===== READING PASSAGE =====

# Advice on new single stage purchase, new member



## Netbist (Nov 18, 2013)

Hi Everyone,

Being a new member, this is probably the most common for one to come here trying to get advice on purchase, and I am no different...
Thanks in advance.

Just 2 weeks ago, I was pretty much decided on Ariens Compact 24 (very nice unit btw), then after discussion with store clerks and store owner (he uses a basic Toro 621R on his driveway, even so he has all the toys in the store Ariens, Platinum Deluxe, Toros, and more.) I came to conclusion, knowing the fact that the amount of snow we get in Toronto on average is lower than in other parts of Ontario and my rather small property (I can only park about 4 cars), a 2 stage is an overkill. I have decided to go with Toro single stage blower (or thrower). Long story short, I am now torn between new Toro Commercial 721R-C ($629), and 621QZR ($709) from the local Toro dealer.
I have looked at both units, and like the stronger motor 212cc on 721RC and the fact that it has bigger belt and thicker auger, design without extra features simple unit "get job done fast". That torque from new 212cc motor will likely help with removing EOD crud left by city plow. It has a commercial warranty as well as residential 2yrs. I have an impression this unit would last years.

However, I must say, I have read all the reviews and watched all the videos on Ytube in the past two weeks, and noticed that Quick Chute handle on Toro Premiums 621s QZR/QZE is rather a handy feature. On videos one must constantly stop lean over and adjust the direction in which snow is pushed out. It is likely Toro has decided to make the chute handle bit shorter and sit low so more people opt for the convenient expensive premium QZE or QZR model.
I live in sub division and will likely push the snow forward otherwise it will end up on the neighbors side. I like to keep things simple, and spend my money wisely. Close to 600 (+13% HST tax) is what I would like to spend on single stage, and 621QZR will set me off by 800 after taxes. Just to think about that, this much money could almost easy buy me a two stage basic 724 Toro or Compact Ariens (before tax), makes me want to just get the 721R-C and forget the quick chute rotation handle.

From your experience, how important is to have a handle to be able to adjust the direction on the fly? I have seen Honda HS520 has a longer steel handle, and it makes the switch fairly easy. I didn't consider Honda's and have not seen one in person yet, except the videos on Youtube. I believe they show HS520s on special for 699 on Honda website, but not sure if they have stock locally. Toro has dealers everywhere here, I got one power outdoor equipment authorized dealer/repair shop 10 min. from my house who sells and service all Toro models. 

Ideally would be nice to try both and decide, but its only November, there is no snow. Once it comes all deals will be gone, and snow blowers will sell out also.

Thanks for reading this, and your input.


----------



## micah68kj (Oct 8, 2011)

Welcome to the forum
Without looking at these blowers I'm just wondering if you can rig an extension on it like I did on one of my blowers? Here's a pic. Another thing, would you consider going with any type of used unit? I've only had one new snowblower and all the rest have been used. *all* of them are, and have been, good machines. Just a thought. Back to the pic. With that section of CPVC 3/4" electric pipe I can change direction *and* tilt chute up and down. Maybe you could do something like this?


----------



## Netbist (Nov 18, 2013)

Thanks for reply, I have considered lightly used Toro 621 or 421 but they are pricey if in very good condition 2-3-4 yrs old. I didn't look at older units.

===== GIVEN RECORDS =====

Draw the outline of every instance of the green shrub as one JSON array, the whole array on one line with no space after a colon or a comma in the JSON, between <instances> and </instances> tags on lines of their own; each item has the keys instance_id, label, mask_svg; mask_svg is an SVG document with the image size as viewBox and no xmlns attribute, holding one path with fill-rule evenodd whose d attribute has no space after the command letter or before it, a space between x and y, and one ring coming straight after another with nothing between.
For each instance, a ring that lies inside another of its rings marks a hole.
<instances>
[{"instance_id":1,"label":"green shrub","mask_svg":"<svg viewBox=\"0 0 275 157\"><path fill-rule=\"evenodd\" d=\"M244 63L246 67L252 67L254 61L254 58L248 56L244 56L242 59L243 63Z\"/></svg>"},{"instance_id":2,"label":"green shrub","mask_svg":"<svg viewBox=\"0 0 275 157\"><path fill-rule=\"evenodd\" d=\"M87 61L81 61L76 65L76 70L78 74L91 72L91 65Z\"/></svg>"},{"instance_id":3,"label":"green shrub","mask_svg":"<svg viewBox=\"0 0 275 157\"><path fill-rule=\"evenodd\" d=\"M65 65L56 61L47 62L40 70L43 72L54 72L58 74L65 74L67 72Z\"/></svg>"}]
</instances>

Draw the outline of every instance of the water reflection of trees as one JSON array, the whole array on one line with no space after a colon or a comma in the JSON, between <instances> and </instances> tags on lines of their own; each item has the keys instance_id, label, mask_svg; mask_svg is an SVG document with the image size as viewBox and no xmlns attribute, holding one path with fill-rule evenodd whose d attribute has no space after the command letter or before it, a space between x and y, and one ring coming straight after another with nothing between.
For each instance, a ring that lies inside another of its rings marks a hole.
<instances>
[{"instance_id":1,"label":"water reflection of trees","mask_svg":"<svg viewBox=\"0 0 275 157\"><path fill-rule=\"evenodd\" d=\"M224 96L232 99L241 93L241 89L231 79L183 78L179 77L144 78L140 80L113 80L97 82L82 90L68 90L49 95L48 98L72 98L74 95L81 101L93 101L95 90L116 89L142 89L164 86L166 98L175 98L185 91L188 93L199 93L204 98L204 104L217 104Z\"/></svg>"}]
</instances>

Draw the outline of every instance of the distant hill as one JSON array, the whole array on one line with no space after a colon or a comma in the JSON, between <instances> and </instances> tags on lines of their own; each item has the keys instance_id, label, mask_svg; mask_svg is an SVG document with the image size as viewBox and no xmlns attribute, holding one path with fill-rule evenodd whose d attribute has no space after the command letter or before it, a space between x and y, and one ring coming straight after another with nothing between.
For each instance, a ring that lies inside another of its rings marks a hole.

=====

### EXERCISE TASK 1
Could you output the part of the snowblower thread starting at "I live in sub" and ending at "chute rotation handle.", word for word?
### EXERCISE TASK 2
In the rows, starting at the line that contains "Draw the outline of every instance of the distant" and ending at the last row, substitute "snowy hill" for "distant hill". Return only those lines, with nothing else changed.
The snowblower thread and the rows were taken from separate sources.

### REPLY 1
I live in sub division and will likely push the snow forward otherwise it will end up on the neighbors side. I like to keep things simple, and spend my money wisely. Close to 600 (+13% HST tax) is what I would like to spend on single stage, and 621QZR will set me off by 800 after taxes. Just to think about that, this much money could almost easy buy me a two stage basic 724 Toro or Compact Ariens (before tax), makes me want to just get the 721R-C and forget the quick chute rotation handle.

### REPLY 2
Draw the outline of every instance of the snowy hill as one JSON array, the whole array on one line with no space after a colon or a comma in the JSON, between <instances> and </instances> tags on lines of their own; each item has the keys instance_id, label, mask_svg; mask_svg is an SVG document with the image size as viewBox and no xmlns attribute, holding one path with fill-rule evenodd whose d attribute has no space after the command letter or before it, a space between x and y, and one ring coming straight after another with nothing between.
For each instance, a ring that lies inside another of its rings marks a hole.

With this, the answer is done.